(Task details) Would you copy out each line of the records below that includes the word "cabinet"?

━━ Study material ━━

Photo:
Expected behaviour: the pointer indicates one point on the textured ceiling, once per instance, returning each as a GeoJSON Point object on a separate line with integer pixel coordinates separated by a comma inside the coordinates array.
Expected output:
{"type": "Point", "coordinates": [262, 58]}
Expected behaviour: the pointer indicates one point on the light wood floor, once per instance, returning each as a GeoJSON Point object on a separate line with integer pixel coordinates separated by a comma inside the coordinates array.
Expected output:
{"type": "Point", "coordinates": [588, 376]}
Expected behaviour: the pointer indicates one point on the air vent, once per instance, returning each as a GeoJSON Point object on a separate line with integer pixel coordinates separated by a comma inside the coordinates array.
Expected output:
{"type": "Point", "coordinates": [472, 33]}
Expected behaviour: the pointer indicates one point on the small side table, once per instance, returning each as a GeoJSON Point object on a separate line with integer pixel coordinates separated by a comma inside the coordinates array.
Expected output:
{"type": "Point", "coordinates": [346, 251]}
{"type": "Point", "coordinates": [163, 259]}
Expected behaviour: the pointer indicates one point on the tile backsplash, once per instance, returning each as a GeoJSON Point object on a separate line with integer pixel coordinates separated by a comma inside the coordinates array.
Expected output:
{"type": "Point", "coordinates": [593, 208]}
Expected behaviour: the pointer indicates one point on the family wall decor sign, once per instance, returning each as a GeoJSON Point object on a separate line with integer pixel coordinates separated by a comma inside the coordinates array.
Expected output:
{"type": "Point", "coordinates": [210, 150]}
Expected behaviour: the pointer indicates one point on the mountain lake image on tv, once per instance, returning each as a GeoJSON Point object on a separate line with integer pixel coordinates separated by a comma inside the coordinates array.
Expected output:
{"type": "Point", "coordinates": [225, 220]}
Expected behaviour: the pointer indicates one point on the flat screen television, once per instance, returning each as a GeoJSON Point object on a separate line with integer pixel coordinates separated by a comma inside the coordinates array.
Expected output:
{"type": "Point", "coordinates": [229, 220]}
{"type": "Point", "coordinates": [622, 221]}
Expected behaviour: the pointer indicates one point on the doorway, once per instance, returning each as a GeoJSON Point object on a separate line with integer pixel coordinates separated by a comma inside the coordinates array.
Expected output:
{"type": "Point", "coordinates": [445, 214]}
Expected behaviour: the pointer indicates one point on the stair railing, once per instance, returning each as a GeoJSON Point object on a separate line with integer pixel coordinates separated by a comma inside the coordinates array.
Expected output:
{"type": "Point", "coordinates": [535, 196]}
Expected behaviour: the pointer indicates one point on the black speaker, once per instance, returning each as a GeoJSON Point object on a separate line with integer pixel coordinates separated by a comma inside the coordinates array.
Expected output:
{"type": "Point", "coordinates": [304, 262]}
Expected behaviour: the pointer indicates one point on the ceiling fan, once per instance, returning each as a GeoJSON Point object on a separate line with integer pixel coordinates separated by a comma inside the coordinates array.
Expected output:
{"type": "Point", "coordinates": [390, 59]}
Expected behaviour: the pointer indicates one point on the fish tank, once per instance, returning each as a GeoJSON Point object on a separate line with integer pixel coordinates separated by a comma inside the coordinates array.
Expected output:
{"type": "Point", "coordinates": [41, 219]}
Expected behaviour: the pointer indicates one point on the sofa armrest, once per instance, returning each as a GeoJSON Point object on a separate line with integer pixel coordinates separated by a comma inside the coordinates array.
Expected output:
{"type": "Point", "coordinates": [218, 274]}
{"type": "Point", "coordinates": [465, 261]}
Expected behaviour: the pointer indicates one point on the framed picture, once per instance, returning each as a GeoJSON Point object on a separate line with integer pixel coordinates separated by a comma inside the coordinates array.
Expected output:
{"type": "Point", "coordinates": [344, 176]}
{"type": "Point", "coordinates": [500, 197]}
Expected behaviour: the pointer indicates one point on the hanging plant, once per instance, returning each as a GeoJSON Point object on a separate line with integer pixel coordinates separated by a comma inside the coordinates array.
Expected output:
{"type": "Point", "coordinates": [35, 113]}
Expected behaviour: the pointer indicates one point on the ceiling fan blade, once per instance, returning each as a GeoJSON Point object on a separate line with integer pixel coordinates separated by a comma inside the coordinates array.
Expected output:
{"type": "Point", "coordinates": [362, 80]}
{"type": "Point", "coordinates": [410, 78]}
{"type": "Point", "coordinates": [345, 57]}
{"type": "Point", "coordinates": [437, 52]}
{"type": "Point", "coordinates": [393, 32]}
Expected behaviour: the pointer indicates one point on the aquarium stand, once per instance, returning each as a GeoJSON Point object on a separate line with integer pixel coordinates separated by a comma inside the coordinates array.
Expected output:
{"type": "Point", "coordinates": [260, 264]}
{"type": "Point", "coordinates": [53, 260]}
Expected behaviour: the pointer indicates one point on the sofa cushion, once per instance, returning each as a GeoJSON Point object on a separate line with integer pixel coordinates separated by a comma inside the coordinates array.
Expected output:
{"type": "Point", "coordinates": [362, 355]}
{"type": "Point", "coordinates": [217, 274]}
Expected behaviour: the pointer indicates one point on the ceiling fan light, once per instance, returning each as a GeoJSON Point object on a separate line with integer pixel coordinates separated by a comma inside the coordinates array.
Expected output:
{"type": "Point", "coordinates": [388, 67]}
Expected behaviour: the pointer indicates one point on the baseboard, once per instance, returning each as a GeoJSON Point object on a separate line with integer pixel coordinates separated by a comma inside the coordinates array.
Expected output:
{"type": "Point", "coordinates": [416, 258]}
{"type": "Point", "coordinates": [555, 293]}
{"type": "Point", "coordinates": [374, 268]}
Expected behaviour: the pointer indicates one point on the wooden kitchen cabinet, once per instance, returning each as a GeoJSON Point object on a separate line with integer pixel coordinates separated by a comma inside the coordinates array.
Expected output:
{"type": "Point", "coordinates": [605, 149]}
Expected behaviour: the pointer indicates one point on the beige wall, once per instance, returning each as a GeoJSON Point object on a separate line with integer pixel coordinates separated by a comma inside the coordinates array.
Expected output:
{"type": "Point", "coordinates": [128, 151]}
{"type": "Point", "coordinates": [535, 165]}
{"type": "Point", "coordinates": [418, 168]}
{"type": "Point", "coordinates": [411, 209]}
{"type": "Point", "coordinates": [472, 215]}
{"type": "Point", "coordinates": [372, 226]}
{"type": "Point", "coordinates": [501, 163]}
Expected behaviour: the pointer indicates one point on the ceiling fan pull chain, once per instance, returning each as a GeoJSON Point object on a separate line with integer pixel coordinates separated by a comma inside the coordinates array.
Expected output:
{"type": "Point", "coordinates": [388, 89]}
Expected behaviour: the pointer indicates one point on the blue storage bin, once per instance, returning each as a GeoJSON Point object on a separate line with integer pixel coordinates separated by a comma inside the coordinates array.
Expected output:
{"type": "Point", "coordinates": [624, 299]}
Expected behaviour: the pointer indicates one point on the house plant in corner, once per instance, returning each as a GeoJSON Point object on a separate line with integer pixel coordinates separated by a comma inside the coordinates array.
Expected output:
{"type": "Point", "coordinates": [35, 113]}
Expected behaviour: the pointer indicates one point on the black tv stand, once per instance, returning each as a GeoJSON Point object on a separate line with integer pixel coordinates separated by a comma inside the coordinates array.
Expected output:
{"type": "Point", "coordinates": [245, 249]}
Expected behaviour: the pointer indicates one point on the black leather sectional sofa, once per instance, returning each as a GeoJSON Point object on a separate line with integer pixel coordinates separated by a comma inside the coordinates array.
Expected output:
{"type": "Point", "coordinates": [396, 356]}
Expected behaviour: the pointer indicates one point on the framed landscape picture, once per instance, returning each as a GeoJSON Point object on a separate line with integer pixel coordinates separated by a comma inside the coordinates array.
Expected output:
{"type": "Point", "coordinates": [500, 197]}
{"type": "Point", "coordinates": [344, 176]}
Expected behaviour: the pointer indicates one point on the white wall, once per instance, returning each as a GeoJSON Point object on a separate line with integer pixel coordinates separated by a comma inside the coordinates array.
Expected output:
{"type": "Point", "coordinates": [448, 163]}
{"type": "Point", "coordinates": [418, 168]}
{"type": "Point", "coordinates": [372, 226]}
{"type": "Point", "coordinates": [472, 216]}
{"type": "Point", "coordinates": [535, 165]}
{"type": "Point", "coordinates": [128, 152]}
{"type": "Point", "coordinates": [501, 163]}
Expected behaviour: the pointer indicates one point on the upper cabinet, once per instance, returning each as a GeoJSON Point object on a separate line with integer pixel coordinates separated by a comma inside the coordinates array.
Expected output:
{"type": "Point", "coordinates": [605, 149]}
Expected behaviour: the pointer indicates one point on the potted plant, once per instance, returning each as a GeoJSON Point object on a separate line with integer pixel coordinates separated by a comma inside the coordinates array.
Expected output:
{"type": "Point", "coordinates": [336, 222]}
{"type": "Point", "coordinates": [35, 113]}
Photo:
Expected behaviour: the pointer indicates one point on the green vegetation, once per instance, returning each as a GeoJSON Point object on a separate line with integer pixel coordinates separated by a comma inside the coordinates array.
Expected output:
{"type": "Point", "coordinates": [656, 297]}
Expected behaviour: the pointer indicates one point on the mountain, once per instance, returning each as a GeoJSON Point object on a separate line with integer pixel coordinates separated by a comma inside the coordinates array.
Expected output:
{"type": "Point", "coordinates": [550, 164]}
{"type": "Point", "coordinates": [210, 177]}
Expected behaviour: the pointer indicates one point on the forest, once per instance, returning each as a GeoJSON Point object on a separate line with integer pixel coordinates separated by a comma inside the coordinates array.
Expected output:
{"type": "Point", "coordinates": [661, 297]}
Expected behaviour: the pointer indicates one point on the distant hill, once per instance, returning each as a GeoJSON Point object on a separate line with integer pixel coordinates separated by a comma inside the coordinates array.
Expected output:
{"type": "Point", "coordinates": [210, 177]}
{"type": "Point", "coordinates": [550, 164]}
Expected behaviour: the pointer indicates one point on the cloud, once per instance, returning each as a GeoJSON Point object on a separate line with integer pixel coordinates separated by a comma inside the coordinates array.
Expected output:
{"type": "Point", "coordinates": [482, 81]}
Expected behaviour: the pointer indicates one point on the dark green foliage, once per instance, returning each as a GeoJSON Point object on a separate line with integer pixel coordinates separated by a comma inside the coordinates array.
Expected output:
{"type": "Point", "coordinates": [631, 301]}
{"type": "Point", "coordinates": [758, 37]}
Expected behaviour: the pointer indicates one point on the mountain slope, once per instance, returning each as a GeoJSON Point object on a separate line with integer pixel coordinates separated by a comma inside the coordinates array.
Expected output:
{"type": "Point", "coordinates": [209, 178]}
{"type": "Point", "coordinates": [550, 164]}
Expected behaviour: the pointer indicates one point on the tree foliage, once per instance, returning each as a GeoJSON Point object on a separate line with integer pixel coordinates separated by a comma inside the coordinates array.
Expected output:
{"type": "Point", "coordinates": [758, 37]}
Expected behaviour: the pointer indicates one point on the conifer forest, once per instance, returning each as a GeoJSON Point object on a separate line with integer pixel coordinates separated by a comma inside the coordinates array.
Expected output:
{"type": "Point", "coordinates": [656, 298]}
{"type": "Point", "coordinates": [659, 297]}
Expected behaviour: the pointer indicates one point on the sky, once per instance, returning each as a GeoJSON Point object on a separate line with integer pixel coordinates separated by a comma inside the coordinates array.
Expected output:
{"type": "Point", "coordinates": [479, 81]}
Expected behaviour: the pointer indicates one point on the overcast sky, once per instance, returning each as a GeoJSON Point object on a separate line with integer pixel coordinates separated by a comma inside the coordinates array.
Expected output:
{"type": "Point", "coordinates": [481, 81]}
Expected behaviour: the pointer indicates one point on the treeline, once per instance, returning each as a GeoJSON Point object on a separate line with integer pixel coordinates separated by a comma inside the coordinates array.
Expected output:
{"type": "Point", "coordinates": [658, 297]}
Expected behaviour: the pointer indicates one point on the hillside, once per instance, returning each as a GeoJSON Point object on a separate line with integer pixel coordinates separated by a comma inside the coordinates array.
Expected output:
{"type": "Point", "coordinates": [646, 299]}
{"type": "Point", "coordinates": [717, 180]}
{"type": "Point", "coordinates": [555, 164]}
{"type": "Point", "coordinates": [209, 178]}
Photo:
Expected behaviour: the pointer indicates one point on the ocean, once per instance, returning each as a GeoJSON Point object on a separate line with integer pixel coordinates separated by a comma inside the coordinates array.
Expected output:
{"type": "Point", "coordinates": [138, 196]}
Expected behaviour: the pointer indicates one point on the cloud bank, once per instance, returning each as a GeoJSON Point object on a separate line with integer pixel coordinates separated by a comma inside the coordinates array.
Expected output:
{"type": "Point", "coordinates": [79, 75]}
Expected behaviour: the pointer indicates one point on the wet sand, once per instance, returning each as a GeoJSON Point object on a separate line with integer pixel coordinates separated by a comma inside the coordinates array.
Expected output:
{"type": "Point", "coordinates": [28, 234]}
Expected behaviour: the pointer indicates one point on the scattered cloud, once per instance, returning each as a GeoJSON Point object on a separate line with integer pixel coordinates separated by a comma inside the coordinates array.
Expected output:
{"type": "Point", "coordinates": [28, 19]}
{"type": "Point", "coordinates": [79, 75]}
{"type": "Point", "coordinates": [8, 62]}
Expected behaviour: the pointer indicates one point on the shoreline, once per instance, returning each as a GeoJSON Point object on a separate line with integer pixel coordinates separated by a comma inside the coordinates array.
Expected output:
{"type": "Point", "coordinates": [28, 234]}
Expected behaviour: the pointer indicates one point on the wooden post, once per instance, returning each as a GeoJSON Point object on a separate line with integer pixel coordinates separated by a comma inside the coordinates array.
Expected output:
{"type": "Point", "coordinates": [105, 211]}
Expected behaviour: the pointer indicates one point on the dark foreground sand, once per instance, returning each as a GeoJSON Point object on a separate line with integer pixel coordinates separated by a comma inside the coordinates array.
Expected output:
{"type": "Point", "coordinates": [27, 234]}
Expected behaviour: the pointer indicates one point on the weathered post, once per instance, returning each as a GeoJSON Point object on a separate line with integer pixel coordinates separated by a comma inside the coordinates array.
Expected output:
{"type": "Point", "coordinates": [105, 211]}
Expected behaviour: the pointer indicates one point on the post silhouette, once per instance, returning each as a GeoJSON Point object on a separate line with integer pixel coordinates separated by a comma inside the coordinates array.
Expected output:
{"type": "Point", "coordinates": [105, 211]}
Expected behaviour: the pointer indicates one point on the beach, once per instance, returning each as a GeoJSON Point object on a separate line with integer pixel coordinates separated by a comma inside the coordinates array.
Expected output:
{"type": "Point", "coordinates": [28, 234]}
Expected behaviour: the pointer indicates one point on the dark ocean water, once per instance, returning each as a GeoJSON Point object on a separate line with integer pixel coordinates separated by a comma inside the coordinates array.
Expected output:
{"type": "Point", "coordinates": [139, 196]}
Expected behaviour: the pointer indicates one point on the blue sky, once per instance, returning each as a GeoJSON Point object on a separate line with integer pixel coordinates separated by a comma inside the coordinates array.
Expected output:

━━━

(Answer section)
Expected behaviour: the pointer indicates one point on the wooden kitchen cabinet, once per instance, returning each as a GeoJSON Point object on a separate line with integer pixel coordinates separated by a comma inside the coordinates array.
Expected behaviour: the pointer indicates one point on the upper cabinet, once per instance, returning each as a GeoJSON Point object on a separate line with integer pixel coordinates separated by a comma inside the coordinates array.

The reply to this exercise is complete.